## START Dataset content

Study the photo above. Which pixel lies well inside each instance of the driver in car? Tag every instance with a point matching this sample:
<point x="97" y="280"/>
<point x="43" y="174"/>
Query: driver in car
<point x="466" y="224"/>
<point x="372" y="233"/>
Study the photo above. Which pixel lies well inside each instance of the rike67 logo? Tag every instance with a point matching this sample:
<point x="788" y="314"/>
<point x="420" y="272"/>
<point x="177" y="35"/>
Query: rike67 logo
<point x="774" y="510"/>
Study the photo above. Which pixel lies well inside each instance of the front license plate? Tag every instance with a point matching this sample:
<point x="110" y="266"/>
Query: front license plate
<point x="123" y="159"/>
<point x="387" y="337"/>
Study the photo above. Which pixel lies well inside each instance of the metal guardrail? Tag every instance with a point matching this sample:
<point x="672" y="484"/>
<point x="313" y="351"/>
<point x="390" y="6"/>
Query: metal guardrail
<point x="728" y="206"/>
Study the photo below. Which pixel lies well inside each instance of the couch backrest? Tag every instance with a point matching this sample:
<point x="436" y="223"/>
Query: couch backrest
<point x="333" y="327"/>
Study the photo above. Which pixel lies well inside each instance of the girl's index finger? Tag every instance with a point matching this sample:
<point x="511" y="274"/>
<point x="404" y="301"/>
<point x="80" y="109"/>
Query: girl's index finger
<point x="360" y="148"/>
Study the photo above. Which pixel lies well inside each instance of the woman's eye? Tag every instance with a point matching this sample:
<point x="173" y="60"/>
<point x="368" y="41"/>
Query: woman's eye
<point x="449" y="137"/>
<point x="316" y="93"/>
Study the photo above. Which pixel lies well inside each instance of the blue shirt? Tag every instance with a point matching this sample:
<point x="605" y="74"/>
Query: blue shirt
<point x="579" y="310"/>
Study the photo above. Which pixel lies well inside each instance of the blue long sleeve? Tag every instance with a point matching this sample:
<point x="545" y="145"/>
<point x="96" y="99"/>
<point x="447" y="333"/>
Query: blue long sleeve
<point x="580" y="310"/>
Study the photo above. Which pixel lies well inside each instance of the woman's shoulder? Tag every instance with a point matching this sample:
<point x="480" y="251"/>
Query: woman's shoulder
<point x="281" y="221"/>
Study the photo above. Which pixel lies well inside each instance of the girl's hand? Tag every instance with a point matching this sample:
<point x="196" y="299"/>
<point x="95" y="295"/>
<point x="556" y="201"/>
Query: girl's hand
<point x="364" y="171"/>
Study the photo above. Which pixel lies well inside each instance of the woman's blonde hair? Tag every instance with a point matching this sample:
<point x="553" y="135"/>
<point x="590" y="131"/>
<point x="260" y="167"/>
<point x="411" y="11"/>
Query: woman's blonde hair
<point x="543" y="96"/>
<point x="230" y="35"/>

## END Dataset content

» **Brief**:
Rewrite the whole listing above as a JSON list of strings, one string per line, leaving out any blank lines.

» **Complete response**:
[
  "Study the photo above. Which pixel lies well inside each instance of the driver in car? Tag every instance with a point matching this sample:",
  "<point x=\"97\" y=\"280\"/>",
  "<point x=\"43\" y=\"174\"/>",
  "Query: driver in car",
  "<point x=\"466\" y=\"224\"/>",
  "<point x=\"372\" y=\"233\"/>",
  "Study the photo above. Which pixel lies well inside each instance of the rike67 logo? Tag every instance with a point matching this sample:",
  "<point x=\"788\" y=\"314\"/>",
  "<point x=\"420\" y=\"272\"/>",
  "<point x=\"177\" y=\"35\"/>",
  "Query: rike67 logo",
  "<point x=\"774\" y=\"510\"/>",
  "Study the photo above. Which pixel lies well inside each instance of the front license plate? Tag every instance with a point matching this sample:",
  "<point x=\"110\" y=\"266\"/>",
  "Query: front license plate",
  "<point x=\"123\" y=\"159\"/>",
  "<point x=\"387\" y=\"337\"/>",
  "Study the photo above. Which pixel lies well inside each instance of the metal guardrail? Tag every instance with a point matching this sample:",
  "<point x=\"672\" y=\"484\"/>",
  "<point x=\"313\" y=\"351\"/>",
  "<point x=\"390\" y=\"6\"/>",
  "Query: metal guardrail",
  "<point x=\"728\" y=\"206\"/>",
  "Study the photo below. Which pixel lies well inside each instance of the couch backrest? Tag every instance with a point matching this sample:",
  "<point x=\"436\" y=\"223\"/>",
  "Query: couch backrest",
  "<point x=\"333\" y=\"327\"/>",
  "Study the photo above. Which pixel lies well inside each instance of the girl's index finger? Tag every instance with a point matching this sample:",
  "<point x=\"511\" y=\"274\"/>",
  "<point x=\"404\" y=\"301\"/>",
  "<point x=\"80\" y=\"109\"/>",
  "Query: girl's index finger",
  "<point x=\"360\" y=\"148\"/>",
  "Study the photo above. Which pixel lies well inside each instance of the woman's eye? Tag every instance with a point matching this sample:",
  "<point x=\"173\" y=\"60\"/>",
  "<point x=\"368\" y=\"41\"/>",
  "Query: woman's eye",
  "<point x=\"449\" y=\"137\"/>",
  "<point x=\"316\" y=\"93\"/>",
  "Study the photo above. Which pixel lies well inside each instance of the blue shirt? Tag every instance with a point matching this sample:",
  "<point x=\"605\" y=\"74\"/>",
  "Query: blue shirt",
  "<point x=\"579\" y=\"310\"/>",
  "Study the photo above. Which pixel lies well inside each instance of the blue long sleeve? Tag every instance with a point matching this sample:",
  "<point x=\"545\" y=\"145\"/>",
  "<point x=\"96\" y=\"99\"/>",
  "<point x=\"447\" y=\"333\"/>",
  "Query: blue long sleeve",
  "<point x=\"580\" y=\"310\"/>",
  "Study the photo above. Which pixel lies well inside each instance of the woman's shoulder? Tag every instance with a point matching this sample:",
  "<point x=\"480\" y=\"251\"/>",
  "Query: woman's shoulder",
  "<point x=\"281\" y=\"221\"/>",
  "Study the photo above. Which pixel lies well inside each instance of the girl's hand? Tag every instance with a point matching this sample:",
  "<point x=\"196\" y=\"299\"/>",
  "<point x=\"95\" y=\"295\"/>",
  "<point x=\"556\" y=\"201\"/>",
  "Query: girl's hand",
  "<point x=\"364\" y=\"171\"/>",
  "Study the photo above. Which pixel lies well inside each instance of the woman's blonde hair? Tag every instance with a point matching this sample:",
  "<point x=\"553\" y=\"135\"/>",
  "<point x=\"590\" y=\"131\"/>",
  "<point x=\"260\" y=\"167\"/>",
  "<point x=\"411\" y=\"11\"/>",
  "Query: woman's blonde hair",
  "<point x=\"543\" y=\"96\"/>",
  "<point x=\"230\" y=\"35\"/>"
]